**ПРЕДОСТАВЛЕННЫЙ ТЕКСТ:**
Михаил Соколов: То есть у нее очень эмоциональная программа получается?
Евгений Гонтмахер: Если бы у нас женщины не имели избирательного права, как это было когда-то, или у нас были бы факты сверхсексуального насилия, допустим, массового, но у нас все-таки другие вопросы на повестке дня. Например, бедность имеет абсолютно детское лицо, почему-то про бедность у нее ничего не сказано. С точки зрения экономики там есть ключевая фраза, с которой я согласен, на счет госкорпораций. Я не знаю, насколько Ксения Анатольевна понимает то, что она сказала. Значит, она бросает вызов "Роснефти", "Газпрому", РЖД, "Росатому" и так далее.
Михаил Соколов: Борец с олигархией?
Евгений Гонтмахер: С моей точки зрения, безотносительно того, что она предлагает, это ключевая точка в экономической политике. Либо у нас государство, как сейчас, контролирует большую часть экономики, тогда мы имеем то, что мы имеем, либо государство уходит. Она в этом смысле написала, мне кажется, вполне разумный текст или кто-то ей писал, по крайней мере, она это читала и, видимо, с этим согласна.
Михаил Соколов: Она говорит, что она против революции. Она предлагает сегодняшней верхушке, как и Алексей Навальный, мирный уход – это правильно. Она лучше других – это правильно, любой кандидат должен рассказывать, что он лучше других.
Евгений Гонтмахер: Любой кандидат должен говорить, что он победит. Я еще раз говорю – про Владимира Владимировича Путина у Собчак ничего не сказано. Ты расскажи, что я, Ксения Анатольевна, по сравнению с Владимиром Владимировичем имею много преимуществ. Я молодая, я демократ, я европеец. А Владимир Владимирович, к сожалению, в возрасте, он не демократ, он сторонник консервативных и прочих ценностей. В конце концов, там много чего другого. Ты это скажи: я на его фоне, за меня голосуйте. Скажет ли она когда-нибудь это в своей избирательной кампании – это даже интересно.
Михаил Соколов: А может быть, вас послушает и скажет.
Евгений Гонтмахер: Не знаю.
Михаил Соколов: Сергей, ваш вопрос.
Слушатель: Вы медийные люди, вы мне подскажете, во сколько раз отличаются гонорары за корпоративы у медийных звезд и у кандидатов в президенты?
Михаил Соколов: Вы знаете, я точно не знаю, сколько платят за корпоративы Собчак, цифры, говорят, хорошие. Она же говорит, что хорошо зарабатывает, платит налоги, самостоятельный человек, самодостаточный. В этом смысле, кстати говоря, она вполне вписывается в нынешнюю жизнь как человек, который способен оплатить свое медицинское обслуживание.
Евгений Гонтмахер: Она работает на рынке корпоративов, там есть свои расценки, там есть своя конкуренция. Ничего страшного в этом нет на самом деле. Мне кажется, вопрос, сколько она зарабатывает – это вопрос не самый главный.
Михаил Соколов: Мне кажется, если она будет рассказывать, что она зарабатывает много, что в этом плохого? В некоторых странах считается, что это критерий успеха – хорошо зарабатывать. У нас это повод для зависти бывает, в конце концов.

(Записи из набора данных)
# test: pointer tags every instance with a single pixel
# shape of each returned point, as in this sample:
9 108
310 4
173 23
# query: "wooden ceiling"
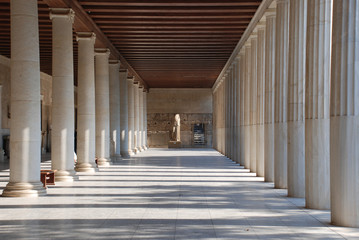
165 43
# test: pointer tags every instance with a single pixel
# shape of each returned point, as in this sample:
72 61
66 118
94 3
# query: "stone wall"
193 105
46 100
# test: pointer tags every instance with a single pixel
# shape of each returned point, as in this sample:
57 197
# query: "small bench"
47 177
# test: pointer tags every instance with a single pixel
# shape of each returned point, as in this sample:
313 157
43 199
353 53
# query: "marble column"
246 126
242 76
131 116
269 96
281 94
136 122
115 130
140 118
144 119
124 114
296 81
25 142
260 98
86 130
237 135
226 112
102 91
344 114
63 114
253 103
317 96
231 112
223 114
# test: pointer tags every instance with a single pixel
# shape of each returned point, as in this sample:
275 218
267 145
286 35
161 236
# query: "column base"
85 167
24 189
125 154
130 152
65 176
116 157
103 162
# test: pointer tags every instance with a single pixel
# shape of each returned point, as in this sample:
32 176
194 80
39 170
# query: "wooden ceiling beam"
83 22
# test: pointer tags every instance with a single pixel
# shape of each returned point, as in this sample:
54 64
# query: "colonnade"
111 109
298 103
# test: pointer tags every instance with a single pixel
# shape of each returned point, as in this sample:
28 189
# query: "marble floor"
165 194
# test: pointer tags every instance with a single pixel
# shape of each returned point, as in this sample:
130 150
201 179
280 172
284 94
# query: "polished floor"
165 194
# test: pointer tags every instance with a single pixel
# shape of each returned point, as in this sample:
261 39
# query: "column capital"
114 62
282 1
102 51
89 36
66 13
131 79
270 12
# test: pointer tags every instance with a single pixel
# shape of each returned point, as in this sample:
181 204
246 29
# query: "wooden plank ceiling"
168 43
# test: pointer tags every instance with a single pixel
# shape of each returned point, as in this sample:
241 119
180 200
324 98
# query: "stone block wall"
193 105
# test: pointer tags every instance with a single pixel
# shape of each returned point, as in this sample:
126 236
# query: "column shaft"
247 80
281 95
131 116
344 111
242 73
136 122
25 142
115 130
102 92
144 119
86 127
317 95
140 118
260 99
63 119
296 81
124 114
253 105
269 97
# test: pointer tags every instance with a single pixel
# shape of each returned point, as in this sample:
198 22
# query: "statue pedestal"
174 144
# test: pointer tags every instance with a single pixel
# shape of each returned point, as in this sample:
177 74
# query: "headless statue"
176 132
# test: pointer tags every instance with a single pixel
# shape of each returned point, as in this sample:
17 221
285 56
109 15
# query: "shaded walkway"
165 194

**ОПИСАНИЕ ЗАДАНИЯ:** Выпишите без изменений фрагмент беседы о программе Собчак от слов «Михаил Соколов: Она» до слов «он лучше других.». Записи не связаны с беседой и представляют собой отдельный материал.

**ВАШ ОТВЕТ:**
Михаил Соколов: Она говорит, что она против революции. Она предлагает сегодняшней верхушке, как и Алексей Навальный, мирный уход – это правильно. Она лучше других – это правильно, любой кандидат должен рассказывать, что он лучше других.